◆ EXERCISE TASKS:
a: In the forum thread, on which show did Leo Porcello think he saw them?
b: Copy the forum thread word for word, starting at "I think I just" and ending at "(Jan 16, 2005)".
c: Explain why the first post in the forum thread advises taking only what you will eat or can give to those who can no longer partake in the outdoors.

◆ SELECTION:
□ □ □ □ □ □ □
To: Fatt Dogg I hope that your ND trip is one of the best experiences you will have in your life, they have alot more to offer than just good hunting don't forget to watch the sunset's they are some of the most spectacular sunsets anywhere in the USA, don't forget to talk to the locals and slow down while you are there they don't move fast so you shouldn't either, wave to the UPS driver your probably the only person he's seen in 30 miles, and for GOD SAKES don't shoot the roost or you will get your butt chewed be everyone!! Take only what you will eat or can give to those who can not partake in the outdoors any longer, it builds a good name in the community. Follow the simple lifestyle of the locals and I promise you will have a great time.

Later J.D.


----------



## tb (Jul 26, 2002)

Deja vu all over again.


----------



## hoosier dhr (Jul 24, 2003)

Ive seen him on the outdoor channel :lol:

I still prefer the do it yourself way but  ya gotta do what ya gotta do!
Thats what i always tell my boss when i take a day off to hunt :beer:


----------



## Leo Porcello (Jul 10, 2003)

I think I just saw them on TV. They had the ducks in the decoys but not many falling. I think it was on the Browning hunting show.


----------



## toad1966 (Jan 16, 2005)

As an out-of -stater All I can say is its a great state with great people. Enjoy your trip and don't pay any attention to the bobkittys of the state. NoDak rocks!!!!! Toad


----------



## Matrix (Jun 29, 2006)

Edited due to excessive fowl language.

Please READ THE RULES.


----------



## Old Hunter (Mar 8, 2002)

dblkluk This thread is going down the sewer. Isn't it time to lock it?


----------



## Matrix (Jun 29, 2006)

Again, edited by admin


----------



## Plainsman (Jul 30, 2003)

I'll second that Old Hunter. I would guess Matrix will be following MT into the sunset. 
To me it looks like there are good and bad residents and non residents. If your a jerk your a jerk, your address doesn't have a lot to do with it.


----------



## adam (Mar 17, 2005)

i agree every state has plenty of bad apples

ive found most of the people on this site to be really helpful and i have learned alot about hunting


----------



## nodakoutdoors.com (Feb 27, 2002)

Sigh....how many of these threads are needed.

LOCKED


----------
□ □ □ □ □ □ □
◆ MATERIAL:

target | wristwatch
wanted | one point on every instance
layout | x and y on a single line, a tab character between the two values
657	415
□ □ □ □ □ □ □
◆ THE SOLUTIONS:
a: The Browning hunting show.

b:
I think I just saw them on TV. They had the ducks in the decoys but not many falling. I think it was on the Browning hunting show.


----------



## toad1966 (Jan 16, 2005)

c: The post says that doing so builds a good name in the community.